[start EXTRACTED RECORDS]

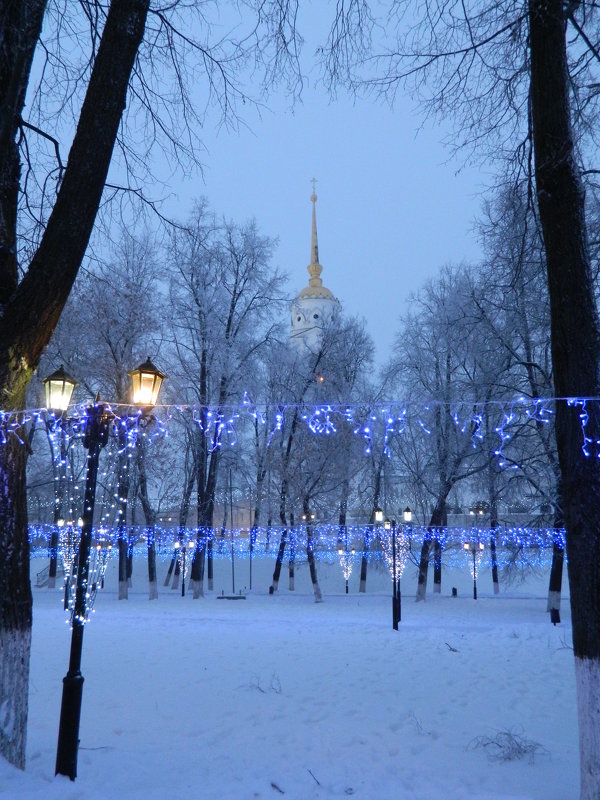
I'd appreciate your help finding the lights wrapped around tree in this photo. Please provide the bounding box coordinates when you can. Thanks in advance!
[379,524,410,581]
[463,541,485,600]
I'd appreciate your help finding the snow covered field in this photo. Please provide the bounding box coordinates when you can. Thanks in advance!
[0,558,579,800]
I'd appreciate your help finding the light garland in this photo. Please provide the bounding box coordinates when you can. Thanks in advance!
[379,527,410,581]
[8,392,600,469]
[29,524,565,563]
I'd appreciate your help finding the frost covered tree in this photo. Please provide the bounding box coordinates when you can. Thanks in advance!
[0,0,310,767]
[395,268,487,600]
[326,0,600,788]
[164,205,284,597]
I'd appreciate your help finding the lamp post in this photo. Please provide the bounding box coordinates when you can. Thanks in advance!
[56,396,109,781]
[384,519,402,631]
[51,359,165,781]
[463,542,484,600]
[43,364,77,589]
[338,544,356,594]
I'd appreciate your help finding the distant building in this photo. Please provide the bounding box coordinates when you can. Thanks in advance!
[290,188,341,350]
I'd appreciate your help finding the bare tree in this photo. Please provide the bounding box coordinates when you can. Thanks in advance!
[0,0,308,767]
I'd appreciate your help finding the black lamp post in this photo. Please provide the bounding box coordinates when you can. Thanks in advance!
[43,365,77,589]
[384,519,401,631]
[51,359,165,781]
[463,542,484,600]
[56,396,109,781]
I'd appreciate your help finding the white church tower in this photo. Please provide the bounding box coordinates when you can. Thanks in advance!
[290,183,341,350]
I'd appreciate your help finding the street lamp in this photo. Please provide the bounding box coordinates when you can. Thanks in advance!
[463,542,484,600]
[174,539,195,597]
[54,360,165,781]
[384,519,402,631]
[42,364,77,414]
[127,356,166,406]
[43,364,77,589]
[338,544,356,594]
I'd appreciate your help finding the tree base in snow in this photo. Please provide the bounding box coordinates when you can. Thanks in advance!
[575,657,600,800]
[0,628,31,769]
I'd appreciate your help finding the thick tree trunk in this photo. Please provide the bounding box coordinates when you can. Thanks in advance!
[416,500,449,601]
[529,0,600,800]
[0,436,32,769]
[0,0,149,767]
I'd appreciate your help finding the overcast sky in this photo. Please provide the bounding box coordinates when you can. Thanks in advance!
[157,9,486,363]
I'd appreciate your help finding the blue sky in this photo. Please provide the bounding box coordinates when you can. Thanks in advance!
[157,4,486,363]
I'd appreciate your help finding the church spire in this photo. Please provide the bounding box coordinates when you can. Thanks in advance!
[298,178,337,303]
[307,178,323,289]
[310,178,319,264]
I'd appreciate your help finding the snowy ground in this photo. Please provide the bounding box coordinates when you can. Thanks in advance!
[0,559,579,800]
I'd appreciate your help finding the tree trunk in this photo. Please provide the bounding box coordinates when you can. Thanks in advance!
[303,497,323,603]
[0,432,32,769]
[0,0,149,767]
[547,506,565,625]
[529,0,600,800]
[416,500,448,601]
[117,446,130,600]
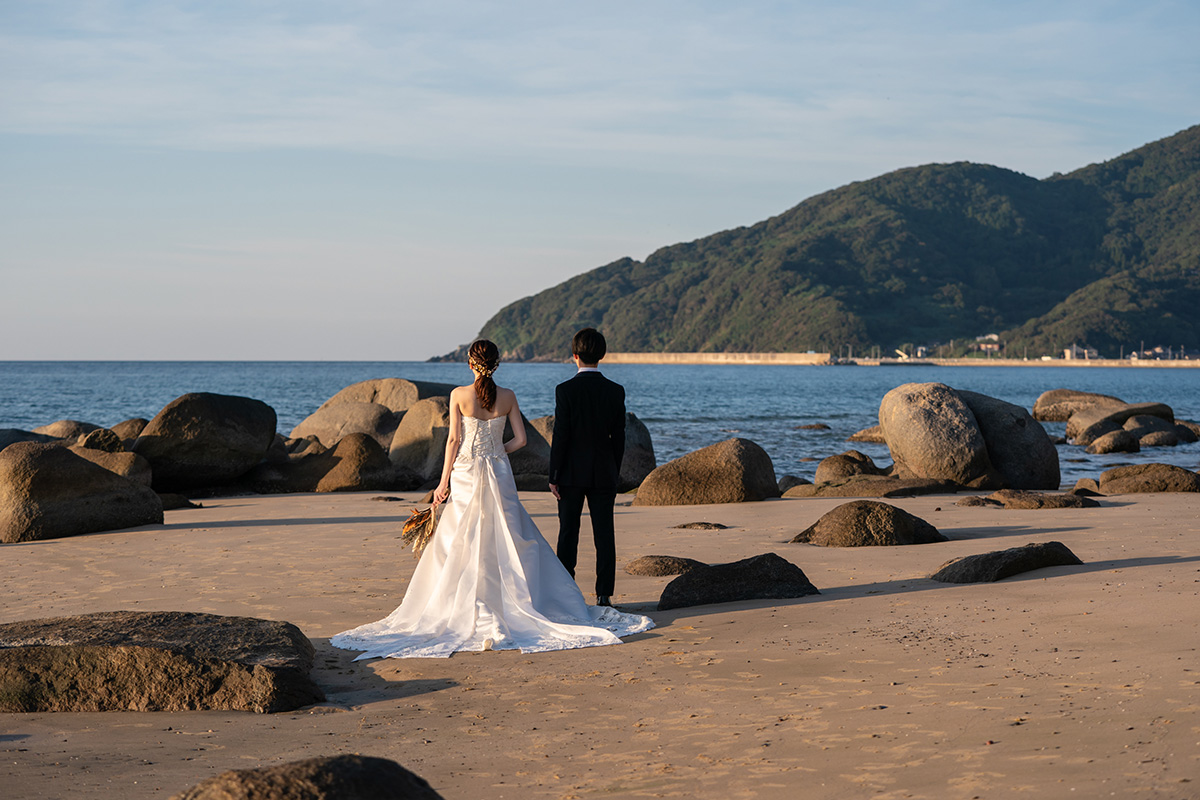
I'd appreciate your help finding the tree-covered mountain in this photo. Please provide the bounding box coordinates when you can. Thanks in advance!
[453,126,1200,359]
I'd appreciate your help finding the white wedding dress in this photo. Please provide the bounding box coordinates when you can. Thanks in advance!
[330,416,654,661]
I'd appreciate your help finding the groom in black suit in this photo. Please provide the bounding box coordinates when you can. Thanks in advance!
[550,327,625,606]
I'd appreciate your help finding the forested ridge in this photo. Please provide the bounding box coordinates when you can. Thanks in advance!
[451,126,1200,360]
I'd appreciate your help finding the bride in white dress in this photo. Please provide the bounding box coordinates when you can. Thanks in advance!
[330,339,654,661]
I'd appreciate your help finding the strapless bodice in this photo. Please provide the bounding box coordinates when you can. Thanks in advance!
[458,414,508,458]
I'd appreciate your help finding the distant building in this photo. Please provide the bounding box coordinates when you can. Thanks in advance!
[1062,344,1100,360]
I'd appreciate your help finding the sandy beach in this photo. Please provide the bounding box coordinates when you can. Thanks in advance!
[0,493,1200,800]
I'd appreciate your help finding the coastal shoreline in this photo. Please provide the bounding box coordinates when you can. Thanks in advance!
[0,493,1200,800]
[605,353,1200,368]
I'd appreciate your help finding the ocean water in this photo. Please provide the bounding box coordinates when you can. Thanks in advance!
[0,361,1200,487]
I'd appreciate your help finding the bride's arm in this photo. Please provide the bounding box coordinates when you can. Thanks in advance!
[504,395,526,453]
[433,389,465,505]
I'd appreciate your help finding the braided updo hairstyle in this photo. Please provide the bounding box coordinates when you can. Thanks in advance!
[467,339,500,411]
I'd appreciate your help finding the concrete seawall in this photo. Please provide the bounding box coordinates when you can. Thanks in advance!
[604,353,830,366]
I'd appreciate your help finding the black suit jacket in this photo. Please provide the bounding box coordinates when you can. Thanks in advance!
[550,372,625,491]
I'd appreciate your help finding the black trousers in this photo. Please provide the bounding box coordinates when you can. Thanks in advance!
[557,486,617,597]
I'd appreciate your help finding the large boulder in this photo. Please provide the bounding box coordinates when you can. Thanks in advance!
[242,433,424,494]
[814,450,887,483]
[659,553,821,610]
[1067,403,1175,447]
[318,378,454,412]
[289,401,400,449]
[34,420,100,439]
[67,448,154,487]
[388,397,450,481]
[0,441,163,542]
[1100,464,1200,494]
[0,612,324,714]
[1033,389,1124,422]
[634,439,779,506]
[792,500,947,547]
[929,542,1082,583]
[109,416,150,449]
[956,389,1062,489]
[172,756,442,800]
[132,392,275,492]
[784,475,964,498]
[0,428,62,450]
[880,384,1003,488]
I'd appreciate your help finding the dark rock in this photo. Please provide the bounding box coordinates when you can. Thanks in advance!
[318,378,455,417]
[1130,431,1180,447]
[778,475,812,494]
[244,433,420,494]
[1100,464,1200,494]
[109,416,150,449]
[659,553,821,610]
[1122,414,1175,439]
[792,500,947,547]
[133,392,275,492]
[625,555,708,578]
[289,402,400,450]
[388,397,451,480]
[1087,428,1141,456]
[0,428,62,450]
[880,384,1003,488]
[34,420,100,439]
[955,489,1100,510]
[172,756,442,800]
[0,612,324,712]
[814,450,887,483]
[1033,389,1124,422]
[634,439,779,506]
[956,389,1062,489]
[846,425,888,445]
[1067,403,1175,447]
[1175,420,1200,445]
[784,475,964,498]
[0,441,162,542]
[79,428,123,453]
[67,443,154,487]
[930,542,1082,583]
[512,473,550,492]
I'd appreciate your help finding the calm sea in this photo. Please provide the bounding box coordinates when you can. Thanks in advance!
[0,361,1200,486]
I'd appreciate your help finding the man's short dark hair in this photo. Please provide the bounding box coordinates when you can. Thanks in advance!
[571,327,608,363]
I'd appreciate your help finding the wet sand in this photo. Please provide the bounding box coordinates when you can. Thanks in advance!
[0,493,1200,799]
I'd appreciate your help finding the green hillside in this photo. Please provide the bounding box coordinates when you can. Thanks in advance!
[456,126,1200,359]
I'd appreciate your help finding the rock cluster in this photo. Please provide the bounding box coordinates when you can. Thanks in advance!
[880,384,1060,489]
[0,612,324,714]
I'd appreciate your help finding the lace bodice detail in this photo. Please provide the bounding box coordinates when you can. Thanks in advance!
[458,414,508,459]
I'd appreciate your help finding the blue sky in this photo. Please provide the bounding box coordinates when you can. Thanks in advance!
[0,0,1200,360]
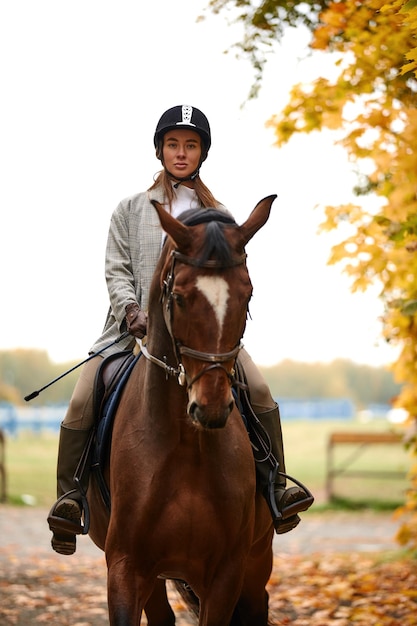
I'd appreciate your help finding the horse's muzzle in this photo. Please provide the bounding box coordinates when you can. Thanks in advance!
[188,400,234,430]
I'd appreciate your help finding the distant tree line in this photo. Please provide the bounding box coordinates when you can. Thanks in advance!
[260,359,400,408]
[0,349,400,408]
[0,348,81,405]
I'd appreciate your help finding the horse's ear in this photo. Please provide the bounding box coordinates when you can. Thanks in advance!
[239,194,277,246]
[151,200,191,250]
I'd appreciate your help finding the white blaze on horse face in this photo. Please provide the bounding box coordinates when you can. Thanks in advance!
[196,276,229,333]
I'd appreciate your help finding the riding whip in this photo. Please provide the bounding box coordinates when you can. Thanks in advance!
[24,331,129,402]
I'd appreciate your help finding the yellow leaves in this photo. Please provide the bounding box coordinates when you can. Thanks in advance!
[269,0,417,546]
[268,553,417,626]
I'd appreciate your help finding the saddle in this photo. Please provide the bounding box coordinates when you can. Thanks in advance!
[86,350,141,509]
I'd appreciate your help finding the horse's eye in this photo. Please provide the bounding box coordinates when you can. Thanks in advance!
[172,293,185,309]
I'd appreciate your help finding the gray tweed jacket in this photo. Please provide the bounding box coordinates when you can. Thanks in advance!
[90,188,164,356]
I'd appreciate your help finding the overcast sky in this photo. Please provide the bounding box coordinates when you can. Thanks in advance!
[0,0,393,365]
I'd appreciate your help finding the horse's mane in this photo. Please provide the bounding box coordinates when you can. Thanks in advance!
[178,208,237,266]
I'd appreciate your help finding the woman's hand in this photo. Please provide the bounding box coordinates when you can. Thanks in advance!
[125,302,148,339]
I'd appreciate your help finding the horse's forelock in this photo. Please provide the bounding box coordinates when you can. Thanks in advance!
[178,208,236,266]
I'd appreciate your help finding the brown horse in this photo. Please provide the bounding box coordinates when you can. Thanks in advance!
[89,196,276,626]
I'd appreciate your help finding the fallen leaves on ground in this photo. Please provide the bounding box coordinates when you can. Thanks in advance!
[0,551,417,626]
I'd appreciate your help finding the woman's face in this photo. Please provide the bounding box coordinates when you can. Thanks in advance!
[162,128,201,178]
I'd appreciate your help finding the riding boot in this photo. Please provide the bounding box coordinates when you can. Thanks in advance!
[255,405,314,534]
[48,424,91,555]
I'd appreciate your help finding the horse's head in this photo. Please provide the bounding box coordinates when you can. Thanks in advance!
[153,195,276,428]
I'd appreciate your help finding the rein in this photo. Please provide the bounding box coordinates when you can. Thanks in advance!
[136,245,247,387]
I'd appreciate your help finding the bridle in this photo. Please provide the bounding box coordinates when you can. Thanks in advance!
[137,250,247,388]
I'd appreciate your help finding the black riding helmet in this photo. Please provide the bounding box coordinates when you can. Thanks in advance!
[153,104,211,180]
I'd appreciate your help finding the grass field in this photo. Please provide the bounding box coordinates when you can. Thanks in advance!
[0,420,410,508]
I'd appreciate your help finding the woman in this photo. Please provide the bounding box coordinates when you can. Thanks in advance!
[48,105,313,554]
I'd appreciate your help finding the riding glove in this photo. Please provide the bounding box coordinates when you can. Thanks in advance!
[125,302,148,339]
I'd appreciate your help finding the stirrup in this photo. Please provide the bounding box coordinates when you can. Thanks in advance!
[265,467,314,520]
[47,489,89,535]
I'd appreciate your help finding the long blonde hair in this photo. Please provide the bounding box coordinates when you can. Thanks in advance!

[end EXTRACTED RECORDS]

**PROBLEM TO SOLVE**
Arrange the entries from the line containing "I'd appreciate your help finding the bride in" through the line containing "[458,414,508,458]", both included, as a two-column CSV with the header text,answer. Give one row per entry, put each field in double quotes, and turn any line breaks into spaces.

**EXERCISE RESPONSE**
text,answer
"I'd appreciate your help finding the bride in white dress in this photo. Please provide the bounding box coordinates when you can. Thanks in advance!","[330,339,654,661]"
"I'd appreciate your help finding the strapless bodice in this photo. Please provide the bounding box coordinates when you can. Thanks in advance!","[458,414,508,458]"